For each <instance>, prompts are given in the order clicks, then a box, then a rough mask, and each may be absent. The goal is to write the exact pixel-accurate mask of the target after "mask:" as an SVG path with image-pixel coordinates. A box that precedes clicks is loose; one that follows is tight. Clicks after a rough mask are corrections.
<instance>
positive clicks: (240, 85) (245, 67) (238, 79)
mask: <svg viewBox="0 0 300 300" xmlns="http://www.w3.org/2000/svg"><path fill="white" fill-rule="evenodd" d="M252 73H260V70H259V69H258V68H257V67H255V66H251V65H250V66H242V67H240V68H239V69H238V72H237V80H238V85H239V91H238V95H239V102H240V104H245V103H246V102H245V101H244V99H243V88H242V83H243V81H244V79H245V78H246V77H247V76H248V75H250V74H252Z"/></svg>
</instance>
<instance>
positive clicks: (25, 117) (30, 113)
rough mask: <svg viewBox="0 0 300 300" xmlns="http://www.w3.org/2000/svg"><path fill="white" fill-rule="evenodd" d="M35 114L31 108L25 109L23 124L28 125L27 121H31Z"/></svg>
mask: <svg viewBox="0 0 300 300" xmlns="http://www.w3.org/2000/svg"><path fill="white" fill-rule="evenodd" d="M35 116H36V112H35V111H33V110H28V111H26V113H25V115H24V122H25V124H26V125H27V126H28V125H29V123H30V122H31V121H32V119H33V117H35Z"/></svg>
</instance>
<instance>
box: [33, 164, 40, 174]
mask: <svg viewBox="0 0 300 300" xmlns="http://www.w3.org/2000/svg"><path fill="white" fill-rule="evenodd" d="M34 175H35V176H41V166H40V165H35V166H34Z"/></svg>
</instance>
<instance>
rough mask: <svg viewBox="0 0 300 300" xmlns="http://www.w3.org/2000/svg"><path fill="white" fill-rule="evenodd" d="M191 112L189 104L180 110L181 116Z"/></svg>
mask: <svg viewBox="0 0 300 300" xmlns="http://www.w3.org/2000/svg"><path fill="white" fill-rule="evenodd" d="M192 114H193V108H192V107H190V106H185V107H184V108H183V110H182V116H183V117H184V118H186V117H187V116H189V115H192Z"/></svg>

****

Output as a numbered list the lines from the start of the records through the line that contains "positive clicks: (240, 85)", including that line and omitting any blank lines.

**Result**
1. For each <instance>, prompts are given in the order clicks, then a box, then a rough mask, and each may be absent. The goal is to write the exact pixel-accurate mask of the target after "mask:" as an SVG path with image-pixel coordinates. A box that precedes clicks is loose; one that follows is tight. Clicks after a rough mask are corrections.
2. <instance>
3. positive clicks: (240, 85) (245, 67) (238, 79)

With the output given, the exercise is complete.